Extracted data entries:
__________________________________________________

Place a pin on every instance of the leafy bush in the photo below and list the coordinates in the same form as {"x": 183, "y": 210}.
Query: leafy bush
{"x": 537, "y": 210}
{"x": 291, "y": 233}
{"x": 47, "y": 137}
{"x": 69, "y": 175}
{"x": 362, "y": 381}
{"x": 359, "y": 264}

__________________________________________________

=== Activity ===
Each entry must be set down exactly as it appears.

=== Your response ===
Place a pin on every instance of the leafy bush in the photo below and list the coordinates in the same form as {"x": 183, "y": 210}.
Query: leafy bush
{"x": 537, "y": 210}
{"x": 291, "y": 233}
{"x": 47, "y": 137}
{"x": 69, "y": 175}
{"x": 362, "y": 381}
{"x": 359, "y": 264}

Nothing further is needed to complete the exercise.